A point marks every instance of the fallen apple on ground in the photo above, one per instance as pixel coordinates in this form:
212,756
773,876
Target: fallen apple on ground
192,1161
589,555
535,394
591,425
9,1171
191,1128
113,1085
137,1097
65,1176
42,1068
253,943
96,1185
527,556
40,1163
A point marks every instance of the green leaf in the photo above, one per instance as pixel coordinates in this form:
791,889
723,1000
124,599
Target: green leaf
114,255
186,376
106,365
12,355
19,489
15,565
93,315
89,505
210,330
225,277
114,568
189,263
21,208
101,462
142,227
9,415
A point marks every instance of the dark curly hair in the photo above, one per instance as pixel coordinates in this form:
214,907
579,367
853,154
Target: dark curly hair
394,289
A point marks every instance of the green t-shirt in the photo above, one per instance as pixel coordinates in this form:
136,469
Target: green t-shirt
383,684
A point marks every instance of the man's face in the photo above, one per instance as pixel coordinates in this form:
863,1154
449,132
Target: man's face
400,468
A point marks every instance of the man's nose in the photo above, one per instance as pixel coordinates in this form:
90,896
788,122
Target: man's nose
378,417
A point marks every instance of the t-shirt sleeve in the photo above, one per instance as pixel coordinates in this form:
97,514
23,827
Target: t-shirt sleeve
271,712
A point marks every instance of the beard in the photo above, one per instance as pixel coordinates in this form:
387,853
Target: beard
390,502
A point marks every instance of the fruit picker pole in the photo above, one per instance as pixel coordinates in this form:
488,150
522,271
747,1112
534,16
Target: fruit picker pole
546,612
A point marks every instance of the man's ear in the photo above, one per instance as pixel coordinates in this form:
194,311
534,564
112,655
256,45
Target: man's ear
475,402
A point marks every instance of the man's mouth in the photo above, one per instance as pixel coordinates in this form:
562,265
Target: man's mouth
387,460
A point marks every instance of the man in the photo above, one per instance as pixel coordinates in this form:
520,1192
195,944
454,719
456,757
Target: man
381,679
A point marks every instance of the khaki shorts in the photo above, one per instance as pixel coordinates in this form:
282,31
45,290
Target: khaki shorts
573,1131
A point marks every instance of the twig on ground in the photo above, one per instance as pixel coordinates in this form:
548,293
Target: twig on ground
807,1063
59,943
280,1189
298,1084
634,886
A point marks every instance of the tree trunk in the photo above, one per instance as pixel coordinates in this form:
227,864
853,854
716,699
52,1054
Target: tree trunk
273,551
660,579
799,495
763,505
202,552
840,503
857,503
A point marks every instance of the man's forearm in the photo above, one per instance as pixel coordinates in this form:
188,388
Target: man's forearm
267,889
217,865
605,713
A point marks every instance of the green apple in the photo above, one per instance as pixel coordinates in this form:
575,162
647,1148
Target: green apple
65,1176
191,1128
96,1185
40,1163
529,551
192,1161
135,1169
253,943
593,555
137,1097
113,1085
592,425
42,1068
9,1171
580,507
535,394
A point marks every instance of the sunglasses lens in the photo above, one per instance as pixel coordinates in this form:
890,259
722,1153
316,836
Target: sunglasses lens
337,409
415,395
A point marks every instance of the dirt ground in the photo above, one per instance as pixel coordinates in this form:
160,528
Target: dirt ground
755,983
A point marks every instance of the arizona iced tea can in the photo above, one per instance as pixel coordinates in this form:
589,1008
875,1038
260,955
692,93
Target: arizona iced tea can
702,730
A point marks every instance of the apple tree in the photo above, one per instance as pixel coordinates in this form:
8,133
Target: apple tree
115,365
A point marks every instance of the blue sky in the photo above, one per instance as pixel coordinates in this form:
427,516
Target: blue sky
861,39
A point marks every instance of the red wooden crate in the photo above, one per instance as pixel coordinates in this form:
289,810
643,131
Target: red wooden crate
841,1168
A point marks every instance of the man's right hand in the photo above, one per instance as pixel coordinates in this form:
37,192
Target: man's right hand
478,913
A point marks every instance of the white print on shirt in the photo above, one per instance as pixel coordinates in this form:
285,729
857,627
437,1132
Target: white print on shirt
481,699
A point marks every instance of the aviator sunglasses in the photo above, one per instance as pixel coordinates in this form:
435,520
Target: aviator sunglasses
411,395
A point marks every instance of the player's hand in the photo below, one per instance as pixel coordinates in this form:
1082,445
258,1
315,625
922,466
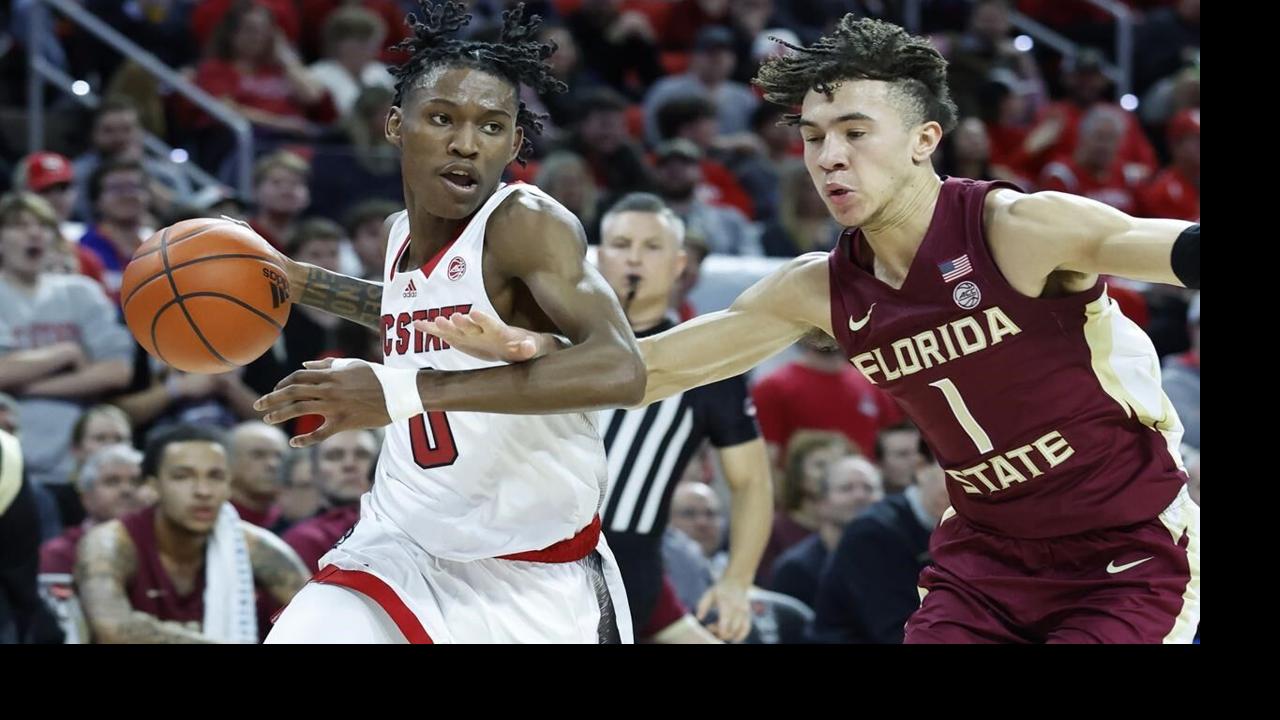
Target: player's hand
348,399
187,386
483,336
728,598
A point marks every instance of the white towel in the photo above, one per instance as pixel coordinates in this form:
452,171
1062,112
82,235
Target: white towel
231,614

------------------------------

* Given problem:
Return every line of the records exactly as given, pictures excluded.

* Solved problem:
A point marks every instance of the fallen apple on ground in the photo above, one per instance as pixel coordinates in this form:
212,756
773,876
Target: fallen apple on ground
192,1161
589,555
535,394
591,425
9,1171
191,1128
113,1085
137,1097
65,1176
42,1068
253,943
96,1185
527,556
40,1163
A point marks every instance of the green leaf in the photo above, one per instance as pixel coordinates in this form:
791,889
723,1000
124,599
Target: green leaf
114,255
186,376
106,365
12,355
19,489
15,565
93,315
89,505
210,330
225,277
114,568
189,263
21,208
101,462
142,227
9,415
A point marks every instance of the dark curly hair in the photo above, one per instance as pixel coordinates in this form:
214,907
579,367
853,154
Target: dark curly hair
394,289
A point marks every instance of the green t-shirt in the photo above, one per instance as pixel coordinates in this form:
136,469
Target: green t-shirt
383,684
A point marks every instance of the man's face in the photo above, one per instance as pixel coordinates in this form:
863,1154
449,132
Target: man's face
400,468
A point marks every instance of the man's nose in the photo above, one per instance as pixel coordinates in this form:
90,896
788,122
Target: man's nose
378,417
A point marks every instance of the t-shirt sleeve in the photo above, one per instance as pixel coordinates in this form:
97,514
23,827
Target: t-shirt sleeve
271,712
A point marks every instance of the beard in the photo above, one per instance as pixel coordinates in this form:
387,853
Target: beard
390,502
A point marks every instance of the fruit picker pole in the photo above, one per instance as pixel coordinates in this form:
488,150
522,271
747,1112
534,16
Target: fruit picker pole
546,612
A point marks every instance of the man's ear in the photo above, one per instance as pixel coordinates in this form:
194,311
534,564
112,655
256,45
Target: man's ear
475,402
A point marks every instance of the man's mouth in the photo above, one per instance as pixel coordinates in this form:
562,265
Target: man's mouth
387,460
A point marks every instance of the man in the photo above, one per instance as pixel coordinates in this form:
520,1192
195,944
454,719
456,757
Target: man
381,679
A point marks every instance of the khaki shorts in the photo above, one per instance as pixel coordinates in this form:
282,31
45,290
Target: khaki shorts
573,1131
A point marks every instance of the twig on ground in the photo above, one per instance as pixel coordinates in this form:
548,293
Target: twig on ground
807,1063
59,943
280,1189
298,1084
634,886
A point marks every instance of the tree trunk in the photo above, one per instance as pixel coordinates in this form:
227,864
853,854
716,699
52,1054
Target: tree trunk
273,551
660,579
799,495
763,505
202,552
840,503
857,503
A point marks every instance of the man's forearm in the photo above, one per instance as pixel coordinates in this form:
188,388
Target: man's forearm
267,889
217,865
605,713
A point marks every instance of the green apple in the photo above, one per instance as pixel coordinates in this form:
575,162
647,1148
Target: green apple
65,1176
191,1128
96,1185
40,1163
529,551
192,1161
135,1169
253,943
593,555
137,1097
113,1085
592,425
42,1068
9,1171
580,507
535,394
A point marks every instance of the sunglasses lens in the photo above, one per instance as pixel coordinates in this form:
890,259
722,1153
316,836
Target: sunglasses lens
337,409
415,395
A point marks every instance of the dirt ground in the photo above, one per instance as pixel coordinates in this form:
160,528
Target: dirt ground
755,983
A point marks every instance of the arizona iced tea can in the photo above, one per instance as pixel coordinates in this form:
589,1008
875,1038
260,955
692,93
Target: arizona iced tea can
702,730
A point marks every instance of the apple tree in the photo above, one per instance as pixel coordinates in this form:
8,133
Target: apple tree
115,365
A point marks every instance of the blue sky in the photo above, one per instance as pixel coordinates in this form:
427,516
Target: blue sky
861,39
A point marks every instance of the red wooden crate in the photo above, one per instance as pixel coordinates in this form:
289,810
643,131
Target: red wooden crate
841,1168
A point marks every instance of the man's right hand in the photo above, one per instance as pixel coordinates in this form:
37,192
Target: man's right hand
478,913
A point marks every instance of the white print on shirt in the photo above, one per instance as pixel coordinates in this form:
285,729
857,627
437,1132
Target: white print on shirt
481,699
A point marks every instance of the aviator sunglasses in the photo above, one per instance as pixel coordinates in this form:
435,520
Target: aviator sunglasses
411,395
A point marks every instance of the player's hand in the photo below, one per instance as pixel coordinates in this form:
1082,445
258,1
315,625
922,466
Target: player's hand
348,399
187,386
483,336
728,598
A point marks every instance of the white towel in the photo above, one per instance as pixel coordinates in this form:
452,171
1062,112
82,235
Target: white towel
231,614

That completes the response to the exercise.